[begin Data shown]

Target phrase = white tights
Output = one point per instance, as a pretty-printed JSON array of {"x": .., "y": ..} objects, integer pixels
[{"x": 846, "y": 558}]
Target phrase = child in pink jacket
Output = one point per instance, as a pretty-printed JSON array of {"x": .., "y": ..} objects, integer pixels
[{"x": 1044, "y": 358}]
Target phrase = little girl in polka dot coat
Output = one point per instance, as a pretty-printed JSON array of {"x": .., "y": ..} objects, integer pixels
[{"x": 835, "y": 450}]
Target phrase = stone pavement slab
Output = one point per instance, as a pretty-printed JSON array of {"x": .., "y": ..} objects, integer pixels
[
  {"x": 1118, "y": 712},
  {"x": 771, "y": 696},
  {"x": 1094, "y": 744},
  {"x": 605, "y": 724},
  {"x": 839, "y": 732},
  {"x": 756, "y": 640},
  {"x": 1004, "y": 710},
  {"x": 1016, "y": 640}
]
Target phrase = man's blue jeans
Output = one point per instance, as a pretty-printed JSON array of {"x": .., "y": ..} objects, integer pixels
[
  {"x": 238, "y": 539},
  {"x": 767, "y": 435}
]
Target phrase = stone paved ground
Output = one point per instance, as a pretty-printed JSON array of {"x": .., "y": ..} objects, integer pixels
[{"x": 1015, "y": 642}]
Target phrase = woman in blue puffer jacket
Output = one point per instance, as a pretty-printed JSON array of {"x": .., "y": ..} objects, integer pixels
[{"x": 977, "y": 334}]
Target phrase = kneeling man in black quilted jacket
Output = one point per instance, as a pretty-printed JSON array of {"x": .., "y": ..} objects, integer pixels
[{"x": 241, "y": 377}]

[end Data shown]

Required work: Return every line from the one holding "Target phrase = stone paved ground" through the end of the data, exactly as it appears, with both ends kept and nothing else.

Completed exercise:
Target phrase = stone paved ground
Output = one point per instance, as a pretty-printed JSON array of {"x": .., "y": ..} objects, integer pixels
[{"x": 1015, "y": 642}]
Target phrase = woman in blue puffer jacket
Output = one point per instance, as a pretty-printed JSON array of {"x": .., "y": ..} objects, integer pixels
[{"x": 977, "y": 334}]
Target phrase = kneeling man in black quilted jacket
Output = one point per instance, as a pretty-printed JSON array of {"x": .., "y": ..} objects, integer pixels
[{"x": 241, "y": 377}]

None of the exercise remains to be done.